Beginning at the line with "[locate] ncaa logo", output each line to the end of the listing below exactly, please.

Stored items
▼▼▼

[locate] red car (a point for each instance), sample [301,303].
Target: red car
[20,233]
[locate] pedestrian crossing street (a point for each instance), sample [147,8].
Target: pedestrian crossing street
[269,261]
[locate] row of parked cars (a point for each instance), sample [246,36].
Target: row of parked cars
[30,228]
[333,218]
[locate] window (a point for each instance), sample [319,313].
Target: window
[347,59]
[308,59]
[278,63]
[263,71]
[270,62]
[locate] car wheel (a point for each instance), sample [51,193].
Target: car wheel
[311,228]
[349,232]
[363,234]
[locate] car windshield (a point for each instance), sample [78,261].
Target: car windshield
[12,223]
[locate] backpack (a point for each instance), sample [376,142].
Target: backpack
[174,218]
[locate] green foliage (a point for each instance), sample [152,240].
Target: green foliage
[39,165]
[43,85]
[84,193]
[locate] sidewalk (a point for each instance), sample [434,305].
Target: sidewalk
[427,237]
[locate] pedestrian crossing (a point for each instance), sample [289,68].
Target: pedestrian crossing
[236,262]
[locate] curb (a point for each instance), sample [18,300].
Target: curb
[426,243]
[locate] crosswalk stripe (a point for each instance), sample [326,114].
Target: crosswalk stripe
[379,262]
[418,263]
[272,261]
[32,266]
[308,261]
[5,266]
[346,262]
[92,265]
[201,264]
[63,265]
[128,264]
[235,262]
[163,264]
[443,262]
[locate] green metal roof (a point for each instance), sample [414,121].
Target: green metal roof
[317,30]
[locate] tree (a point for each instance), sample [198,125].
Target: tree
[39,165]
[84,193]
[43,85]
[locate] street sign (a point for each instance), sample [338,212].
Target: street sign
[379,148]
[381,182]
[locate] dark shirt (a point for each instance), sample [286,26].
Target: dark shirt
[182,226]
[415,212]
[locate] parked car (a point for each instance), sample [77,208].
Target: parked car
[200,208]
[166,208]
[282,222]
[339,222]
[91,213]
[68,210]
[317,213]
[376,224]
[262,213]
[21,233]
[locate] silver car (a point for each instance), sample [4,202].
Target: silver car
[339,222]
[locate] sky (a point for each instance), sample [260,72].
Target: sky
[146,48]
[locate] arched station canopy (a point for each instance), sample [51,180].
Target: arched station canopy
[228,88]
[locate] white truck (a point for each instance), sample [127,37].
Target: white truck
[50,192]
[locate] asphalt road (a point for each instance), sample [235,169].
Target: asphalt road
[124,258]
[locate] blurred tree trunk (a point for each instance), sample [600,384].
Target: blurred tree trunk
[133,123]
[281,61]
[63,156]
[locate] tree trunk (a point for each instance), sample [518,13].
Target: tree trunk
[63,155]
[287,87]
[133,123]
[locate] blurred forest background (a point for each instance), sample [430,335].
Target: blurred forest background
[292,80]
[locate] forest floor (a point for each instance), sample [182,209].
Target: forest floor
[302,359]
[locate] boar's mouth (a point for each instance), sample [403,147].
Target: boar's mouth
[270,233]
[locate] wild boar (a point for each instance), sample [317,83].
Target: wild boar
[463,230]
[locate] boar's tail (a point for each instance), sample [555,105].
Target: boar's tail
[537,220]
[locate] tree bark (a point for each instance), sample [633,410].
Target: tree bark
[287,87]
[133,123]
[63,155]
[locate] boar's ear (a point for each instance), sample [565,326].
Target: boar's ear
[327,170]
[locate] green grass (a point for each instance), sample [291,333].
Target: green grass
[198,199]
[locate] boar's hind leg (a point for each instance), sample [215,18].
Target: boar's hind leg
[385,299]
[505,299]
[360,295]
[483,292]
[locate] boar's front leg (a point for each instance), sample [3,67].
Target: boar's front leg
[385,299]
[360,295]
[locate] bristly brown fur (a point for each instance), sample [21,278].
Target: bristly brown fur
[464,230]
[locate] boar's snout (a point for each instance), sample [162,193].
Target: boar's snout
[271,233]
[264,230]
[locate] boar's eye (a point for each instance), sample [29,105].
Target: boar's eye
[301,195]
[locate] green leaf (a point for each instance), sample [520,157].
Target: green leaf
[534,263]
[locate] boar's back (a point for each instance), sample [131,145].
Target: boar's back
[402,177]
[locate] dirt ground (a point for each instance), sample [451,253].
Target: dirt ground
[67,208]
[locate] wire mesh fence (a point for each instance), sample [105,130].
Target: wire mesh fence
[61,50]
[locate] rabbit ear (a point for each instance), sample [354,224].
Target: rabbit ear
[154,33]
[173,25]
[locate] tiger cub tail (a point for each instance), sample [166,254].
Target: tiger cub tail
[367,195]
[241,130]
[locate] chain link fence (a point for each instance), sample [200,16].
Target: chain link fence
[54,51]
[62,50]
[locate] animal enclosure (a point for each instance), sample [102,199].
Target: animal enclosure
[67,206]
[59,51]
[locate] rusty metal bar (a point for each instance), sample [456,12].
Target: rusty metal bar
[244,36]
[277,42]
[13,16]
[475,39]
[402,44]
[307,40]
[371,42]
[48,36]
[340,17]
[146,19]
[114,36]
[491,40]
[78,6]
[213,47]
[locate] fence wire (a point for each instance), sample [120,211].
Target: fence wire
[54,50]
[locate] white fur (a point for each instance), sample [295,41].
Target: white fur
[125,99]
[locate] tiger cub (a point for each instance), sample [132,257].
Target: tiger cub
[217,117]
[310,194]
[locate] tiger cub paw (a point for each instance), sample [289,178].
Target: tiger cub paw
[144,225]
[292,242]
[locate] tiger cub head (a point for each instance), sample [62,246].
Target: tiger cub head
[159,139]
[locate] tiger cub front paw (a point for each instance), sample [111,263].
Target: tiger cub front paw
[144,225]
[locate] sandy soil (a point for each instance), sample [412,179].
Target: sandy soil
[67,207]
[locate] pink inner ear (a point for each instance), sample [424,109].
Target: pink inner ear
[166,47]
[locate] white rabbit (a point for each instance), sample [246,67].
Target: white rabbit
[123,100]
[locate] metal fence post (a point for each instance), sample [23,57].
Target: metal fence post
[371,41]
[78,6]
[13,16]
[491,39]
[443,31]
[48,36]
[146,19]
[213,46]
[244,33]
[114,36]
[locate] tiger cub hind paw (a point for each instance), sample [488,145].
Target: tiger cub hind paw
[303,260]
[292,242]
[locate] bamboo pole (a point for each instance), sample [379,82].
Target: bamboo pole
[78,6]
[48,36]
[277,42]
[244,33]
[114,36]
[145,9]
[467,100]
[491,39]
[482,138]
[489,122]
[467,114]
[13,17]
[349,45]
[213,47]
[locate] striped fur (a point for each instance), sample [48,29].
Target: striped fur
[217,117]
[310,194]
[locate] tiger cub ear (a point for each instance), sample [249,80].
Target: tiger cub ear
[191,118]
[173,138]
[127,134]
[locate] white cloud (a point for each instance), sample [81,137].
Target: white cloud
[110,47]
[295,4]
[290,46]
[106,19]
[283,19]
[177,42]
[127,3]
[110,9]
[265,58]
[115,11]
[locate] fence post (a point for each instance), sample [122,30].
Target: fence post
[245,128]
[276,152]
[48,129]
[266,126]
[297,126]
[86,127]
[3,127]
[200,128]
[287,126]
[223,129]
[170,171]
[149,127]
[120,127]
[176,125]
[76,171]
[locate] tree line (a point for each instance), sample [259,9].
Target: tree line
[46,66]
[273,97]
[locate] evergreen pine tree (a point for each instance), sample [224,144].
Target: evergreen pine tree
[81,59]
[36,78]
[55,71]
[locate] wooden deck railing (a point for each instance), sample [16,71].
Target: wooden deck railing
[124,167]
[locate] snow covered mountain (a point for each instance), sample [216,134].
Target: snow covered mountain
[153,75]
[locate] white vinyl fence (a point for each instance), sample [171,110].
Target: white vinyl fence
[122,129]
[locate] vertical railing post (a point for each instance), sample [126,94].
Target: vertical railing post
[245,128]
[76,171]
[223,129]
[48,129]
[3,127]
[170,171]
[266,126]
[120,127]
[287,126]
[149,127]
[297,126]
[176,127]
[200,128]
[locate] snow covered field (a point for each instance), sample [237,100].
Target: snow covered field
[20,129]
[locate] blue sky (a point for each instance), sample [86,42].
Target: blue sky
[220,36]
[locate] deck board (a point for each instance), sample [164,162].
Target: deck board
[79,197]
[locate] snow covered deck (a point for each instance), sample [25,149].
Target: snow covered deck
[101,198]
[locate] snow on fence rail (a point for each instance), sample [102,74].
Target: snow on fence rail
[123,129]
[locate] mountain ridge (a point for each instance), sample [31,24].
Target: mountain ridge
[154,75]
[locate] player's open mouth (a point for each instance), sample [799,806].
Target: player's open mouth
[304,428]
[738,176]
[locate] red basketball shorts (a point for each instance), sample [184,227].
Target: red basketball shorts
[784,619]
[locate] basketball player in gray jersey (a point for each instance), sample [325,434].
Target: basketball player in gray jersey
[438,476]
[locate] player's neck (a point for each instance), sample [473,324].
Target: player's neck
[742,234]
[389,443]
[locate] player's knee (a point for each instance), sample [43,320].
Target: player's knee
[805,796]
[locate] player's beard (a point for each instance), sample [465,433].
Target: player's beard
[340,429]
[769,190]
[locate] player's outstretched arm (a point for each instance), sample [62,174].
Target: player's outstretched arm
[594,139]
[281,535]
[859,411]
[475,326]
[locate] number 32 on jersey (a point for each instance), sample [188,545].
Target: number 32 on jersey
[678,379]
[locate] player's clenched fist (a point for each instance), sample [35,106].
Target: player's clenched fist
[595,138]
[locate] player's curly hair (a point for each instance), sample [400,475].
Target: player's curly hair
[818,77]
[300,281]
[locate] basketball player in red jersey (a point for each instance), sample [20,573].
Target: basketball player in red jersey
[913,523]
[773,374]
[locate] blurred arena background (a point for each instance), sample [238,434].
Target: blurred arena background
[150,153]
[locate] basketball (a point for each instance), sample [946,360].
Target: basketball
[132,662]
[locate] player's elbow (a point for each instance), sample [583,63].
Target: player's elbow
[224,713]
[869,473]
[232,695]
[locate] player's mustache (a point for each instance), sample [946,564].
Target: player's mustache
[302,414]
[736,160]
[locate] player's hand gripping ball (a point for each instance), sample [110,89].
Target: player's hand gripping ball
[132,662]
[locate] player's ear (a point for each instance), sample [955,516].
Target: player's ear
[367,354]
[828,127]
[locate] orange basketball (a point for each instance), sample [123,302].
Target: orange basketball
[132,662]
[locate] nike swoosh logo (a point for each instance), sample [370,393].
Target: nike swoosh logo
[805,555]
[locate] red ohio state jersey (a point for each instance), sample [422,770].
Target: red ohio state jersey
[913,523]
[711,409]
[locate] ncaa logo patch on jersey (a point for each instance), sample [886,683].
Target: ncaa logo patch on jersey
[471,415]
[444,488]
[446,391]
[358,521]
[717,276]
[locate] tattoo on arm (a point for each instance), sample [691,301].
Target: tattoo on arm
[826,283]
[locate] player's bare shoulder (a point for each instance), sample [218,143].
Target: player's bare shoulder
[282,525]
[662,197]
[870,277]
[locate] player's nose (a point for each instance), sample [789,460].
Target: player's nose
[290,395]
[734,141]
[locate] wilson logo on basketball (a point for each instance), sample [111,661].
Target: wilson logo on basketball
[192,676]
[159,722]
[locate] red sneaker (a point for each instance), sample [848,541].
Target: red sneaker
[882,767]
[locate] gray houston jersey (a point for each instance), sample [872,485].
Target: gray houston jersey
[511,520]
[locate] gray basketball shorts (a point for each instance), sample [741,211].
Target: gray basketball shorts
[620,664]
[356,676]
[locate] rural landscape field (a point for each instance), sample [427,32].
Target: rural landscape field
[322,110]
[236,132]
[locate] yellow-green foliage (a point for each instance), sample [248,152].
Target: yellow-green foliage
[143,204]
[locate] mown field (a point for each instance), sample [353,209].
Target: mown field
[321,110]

▲▲▲

→ **Solution for this task**
[locate] ncaa logo patch on jersey (a point for each instance), sample [886,683].
Target: ncaa logo patch on jersey
[471,415]
[444,488]
[446,391]
[358,521]
[717,276]
[locate] tattoo on arm (a point for each instance), sample [691,301].
Target: tattoo on arm
[826,283]
[locate] player's bare shoulder (a point for each instance), sample [218,143].
Target: player's bare shoulder
[282,525]
[662,197]
[870,277]
[locate] player's nose (a point for each instance), sample [789,460].
Target: player's nose
[290,395]
[734,141]
[locate] wilson logo on basketball (a point for each instance), sample [111,661].
Target: wilson logo on basketball
[192,676]
[159,722]
[locate] red sneaker (a point for each instance), sample [848,541].
Target: red sneaker
[882,767]
[locate] gray houston jersey (a point for each instance), sample [872,485].
Target: gray houston jersey
[511,520]
[locate] gray basketball shorts (a point for each instance), sample [741,211].
Target: gray basketball shorts
[620,664]
[356,676]
[locate] rural landscape field (a point for each instance), sample [427,32].
Target: rural landscape field
[322,110]
[236,132]
[locate] yellow-green foliage (a point for each instance), sample [248,152].
Target: yellow-green foliage
[143,204]
[locate] mown field (a point for each instance), sample [353,209].
Target: mown field
[321,110]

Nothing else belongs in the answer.